Find every row below that contains the string "utility", treating uppercase and lowercase as different, and copy each of those rows in full.
-- start of Data to process --
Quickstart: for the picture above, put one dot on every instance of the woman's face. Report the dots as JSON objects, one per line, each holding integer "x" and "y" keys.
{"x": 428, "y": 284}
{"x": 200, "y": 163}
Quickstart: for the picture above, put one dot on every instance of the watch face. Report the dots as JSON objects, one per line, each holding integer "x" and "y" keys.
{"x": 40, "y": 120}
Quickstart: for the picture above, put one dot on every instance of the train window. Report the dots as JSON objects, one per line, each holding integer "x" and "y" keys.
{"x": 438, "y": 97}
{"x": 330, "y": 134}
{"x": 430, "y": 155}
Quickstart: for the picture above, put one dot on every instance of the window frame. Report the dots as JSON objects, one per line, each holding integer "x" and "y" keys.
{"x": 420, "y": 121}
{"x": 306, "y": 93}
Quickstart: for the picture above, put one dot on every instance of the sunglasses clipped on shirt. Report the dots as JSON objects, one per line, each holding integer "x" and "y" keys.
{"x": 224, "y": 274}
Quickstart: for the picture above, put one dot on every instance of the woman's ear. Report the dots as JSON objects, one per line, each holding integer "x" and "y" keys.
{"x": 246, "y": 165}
-- end of Data to process --
-- start of Data to process --
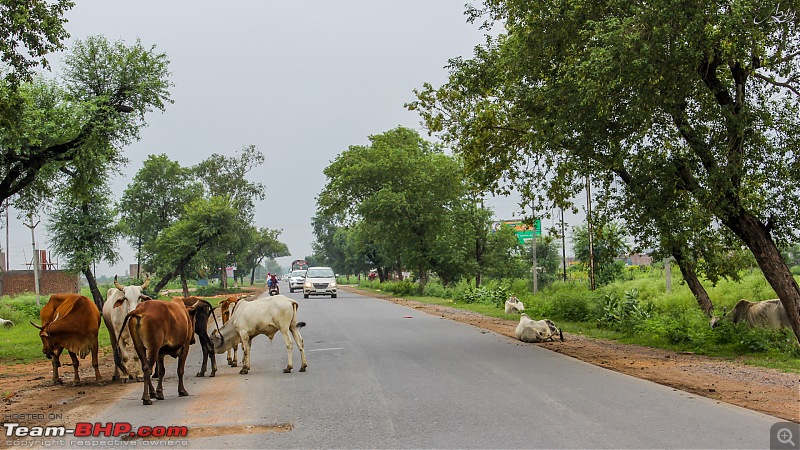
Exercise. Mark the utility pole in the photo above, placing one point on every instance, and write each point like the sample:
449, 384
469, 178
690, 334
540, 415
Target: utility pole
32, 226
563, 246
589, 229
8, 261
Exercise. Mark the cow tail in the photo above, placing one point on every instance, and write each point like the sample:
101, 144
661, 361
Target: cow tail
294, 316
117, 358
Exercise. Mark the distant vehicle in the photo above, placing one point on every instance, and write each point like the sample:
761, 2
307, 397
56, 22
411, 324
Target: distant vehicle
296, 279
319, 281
-- end of Data to process --
◆ Response ◆
Exercise. Mark the utility pole in the photo above, placing one point on every instance, and write each point like the sample:
Target: utility pole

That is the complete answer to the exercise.